▸ Exercise details
In the records below, copy word for word every line from the one containing "For every instance of the blue boat hull, mark" down to the one containing "x=1266 y=260", including both of those lines.

===== Exercise materials

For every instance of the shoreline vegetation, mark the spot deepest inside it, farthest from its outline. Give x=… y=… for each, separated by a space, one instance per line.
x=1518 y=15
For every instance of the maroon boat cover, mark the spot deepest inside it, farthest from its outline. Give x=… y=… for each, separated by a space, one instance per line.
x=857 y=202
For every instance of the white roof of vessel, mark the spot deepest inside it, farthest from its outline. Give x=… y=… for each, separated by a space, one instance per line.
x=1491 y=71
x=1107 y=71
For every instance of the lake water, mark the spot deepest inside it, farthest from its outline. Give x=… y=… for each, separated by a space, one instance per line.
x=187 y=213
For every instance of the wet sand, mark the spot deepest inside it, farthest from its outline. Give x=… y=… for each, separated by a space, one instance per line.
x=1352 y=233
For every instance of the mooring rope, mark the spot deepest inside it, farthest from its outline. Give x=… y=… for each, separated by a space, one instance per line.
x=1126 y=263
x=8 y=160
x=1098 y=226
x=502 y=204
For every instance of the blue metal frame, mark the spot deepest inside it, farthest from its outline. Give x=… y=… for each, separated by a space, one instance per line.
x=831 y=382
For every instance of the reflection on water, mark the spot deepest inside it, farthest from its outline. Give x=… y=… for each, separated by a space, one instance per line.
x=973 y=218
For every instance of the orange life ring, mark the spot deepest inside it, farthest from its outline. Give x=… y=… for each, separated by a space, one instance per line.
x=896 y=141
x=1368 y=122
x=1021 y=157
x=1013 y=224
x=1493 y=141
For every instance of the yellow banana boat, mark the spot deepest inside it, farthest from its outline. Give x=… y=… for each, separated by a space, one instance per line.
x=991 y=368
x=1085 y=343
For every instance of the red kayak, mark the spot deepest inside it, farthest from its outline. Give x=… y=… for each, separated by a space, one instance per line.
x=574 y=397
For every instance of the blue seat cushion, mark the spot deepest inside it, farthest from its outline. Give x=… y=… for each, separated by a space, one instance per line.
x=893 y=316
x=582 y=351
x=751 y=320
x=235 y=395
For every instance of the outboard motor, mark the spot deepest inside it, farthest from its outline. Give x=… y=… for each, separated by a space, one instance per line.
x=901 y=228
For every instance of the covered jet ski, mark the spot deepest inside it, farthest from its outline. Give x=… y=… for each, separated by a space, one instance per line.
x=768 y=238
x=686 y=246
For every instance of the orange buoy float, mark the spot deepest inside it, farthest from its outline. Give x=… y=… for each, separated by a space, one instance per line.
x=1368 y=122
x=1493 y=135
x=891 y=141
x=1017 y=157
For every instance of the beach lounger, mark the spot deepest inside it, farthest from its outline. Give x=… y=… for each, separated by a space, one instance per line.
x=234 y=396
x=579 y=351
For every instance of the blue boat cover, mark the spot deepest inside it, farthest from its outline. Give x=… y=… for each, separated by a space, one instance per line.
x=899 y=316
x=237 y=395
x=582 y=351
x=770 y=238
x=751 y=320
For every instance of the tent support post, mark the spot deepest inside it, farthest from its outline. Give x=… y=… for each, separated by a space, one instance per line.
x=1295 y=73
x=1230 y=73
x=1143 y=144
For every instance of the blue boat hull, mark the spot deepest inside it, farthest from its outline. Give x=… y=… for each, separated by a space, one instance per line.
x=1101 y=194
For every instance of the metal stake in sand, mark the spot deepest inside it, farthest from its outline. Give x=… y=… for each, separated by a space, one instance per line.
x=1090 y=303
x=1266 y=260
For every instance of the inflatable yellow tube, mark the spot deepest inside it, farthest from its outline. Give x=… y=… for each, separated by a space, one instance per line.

==========

▸ Response to this task
For every instance of the blue boat hull, mark the spot deepest inside it, farthest from its outline. Give x=… y=… for each, separated by a space, one instance per line.
x=1101 y=194
For every instance of the metal stake in sand, mark the spot deepest inside it, farthest from its outline. Give x=… y=… for each, separated by a space, one instance per line.
x=1090 y=303
x=1266 y=260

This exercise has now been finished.